Information provided:
┏━━
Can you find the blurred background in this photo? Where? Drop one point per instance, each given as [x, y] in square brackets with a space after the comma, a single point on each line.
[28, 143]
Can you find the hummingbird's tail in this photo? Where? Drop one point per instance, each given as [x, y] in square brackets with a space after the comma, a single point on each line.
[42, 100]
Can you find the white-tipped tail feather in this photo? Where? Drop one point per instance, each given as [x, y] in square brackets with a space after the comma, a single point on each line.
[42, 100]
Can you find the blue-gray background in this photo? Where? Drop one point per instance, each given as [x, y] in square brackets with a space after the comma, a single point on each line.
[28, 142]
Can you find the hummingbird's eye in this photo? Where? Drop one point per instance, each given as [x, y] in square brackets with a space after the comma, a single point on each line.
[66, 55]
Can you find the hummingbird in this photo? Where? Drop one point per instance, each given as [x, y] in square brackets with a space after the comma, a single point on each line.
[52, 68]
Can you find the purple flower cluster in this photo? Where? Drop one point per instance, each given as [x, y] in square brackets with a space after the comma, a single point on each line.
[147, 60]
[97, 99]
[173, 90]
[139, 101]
┗━━
What you are asked to do:
Render every line of the data above as a JSON array of strings, one string per line, with any blank lines omitted.

Completed exercise:
[
  "Can you find the blurred background in this photo? Where? Drop one point per instance, each given as [x, y] in square brackets with a space after the comma, a single point on each line.",
  "[28, 143]",
  "Can you find the hummingbird's tail in this photo? Where? Drop one point per instance, each given as [x, y] in square brackets with a space after the comma, a single point on each line.",
  "[42, 100]",
  "Can you find the white-tipped tail feather in this photo? Where? Drop one point per instance, each given as [x, y] in square brackets with a space after the comma, a single point on each line.",
  "[42, 100]",
  "Can you find the blue-gray background in this photo? Where? Drop one point per instance, each given as [x, y] in square brackets with a space after the comma, a single point on each line.",
  "[28, 142]",
  "Can you find the hummingbird's eye in this photo? Where? Drop one point per instance, each given as [x, y] in square brackets with a space after the comma, a single point on each line.",
  "[66, 55]",
  "Can you find the hummingbird in this photo? Where? Drop one point per instance, each given as [x, y] in square brackets with a space after the comma, a single point on each line.",
  "[52, 68]",
  "Can you find the purple flower cluster in this photo? Where? Drop one point per instance, each given as [x, y] in square brackets with a space after the comma, a single point on each line.",
  "[147, 60]",
  "[97, 99]",
  "[173, 90]",
  "[139, 101]"
]